元の文章:
# # #
さて、9月6日(木)、9月8日(土)は現場は、実際以下のような感じでした。


【9月6日(木)】

 この日もいつもと変わらぬ始まりでした。
 運用開始1時間前頃に、その日の担当がワラワラと集まり出し、おもむろに運用前の
全体作業方針、運用手順、主な作業担当の確認が行われました。
 
 そして探索運用の始まりです。

 1回の運用時間内で探索できる方向は非常に限られているので、数パターンの考えに
基づいた探索方向を見極め、コマンド(指令)を送りつつも探索していきます。
 いつもは、一通り確認した後、別データでも確認しながら、怪しそうな信号があれば、
再度その方向に向けて同じ信号が確認できるかを確かめるのですが、運用も後半に差し
掛かった頃、この日はY2さんが血相変えて叫びました。

 「明らかにいつもの見え方と違う信号がありました。」

 確認すると、確かにいつもの信号と明らかに違うものです。
 臼田局の運用者の方にも確認しました。

 「同感です!!」

 早速、再度同じ信号が確認できるか確かめてみました。

 「やっぱりある!!」
 「確かにいつもの見え方と違うねぇ」
 「よし!!このままモニタを継続!!」

と叫んでいる裏で、みんな顔は疑心暗鬼・・・。「IKAROSではない可能性」を否定する
ための、あーだ、こーだ、あーだ、こーだが続きます。
# # #
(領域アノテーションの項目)

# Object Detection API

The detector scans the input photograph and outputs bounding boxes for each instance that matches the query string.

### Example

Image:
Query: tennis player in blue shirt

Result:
# # #
課題一覧:
1. 探索運用の文章の「運用開始1時間前頃に、その日の担当がワラワラと集まり出し、おもむろに運用前の」から「掛かった頃、この日はY2さんが血相変えて叫びました。」までを、「探索」を「捜索」に書き換えて示してください。
2. 探索運用の文章で、9月6日の運用中にいつもと違う信号を見つけて叫んだのは誰ですか。
3. 探索運用の文章では、なぜ数パターンの考えに基づいて探索方向を見極めるのですか。

回答:
1.
運用開始1時間前頃に、その日の担当がワラワラと集まり出し、おもむろに運用前の
全体作業方針、運用手順、主な作業担当の確認が行われました。
 
 そして捜索運用の始まりです。

 1回の運用時間内で捜索できる方向は非常に限られているので、数パターンの考えに
基づいた捜索方向を見極め、コマンド(指令)を送りつつも捜索していきます。
 いつもは、一通り確認した後、別データでも確認しながら、怪しそうな信号があれば、
再度その方向に向けて同じ信号が確認できるかを確かめるのですが、運用も後半に差し
掛かった頃、この日はY2さんが血相変えて叫びました。

2. Y2さんです。

3. 1回の運用時間内で探索できる方向が非常に限られているからです。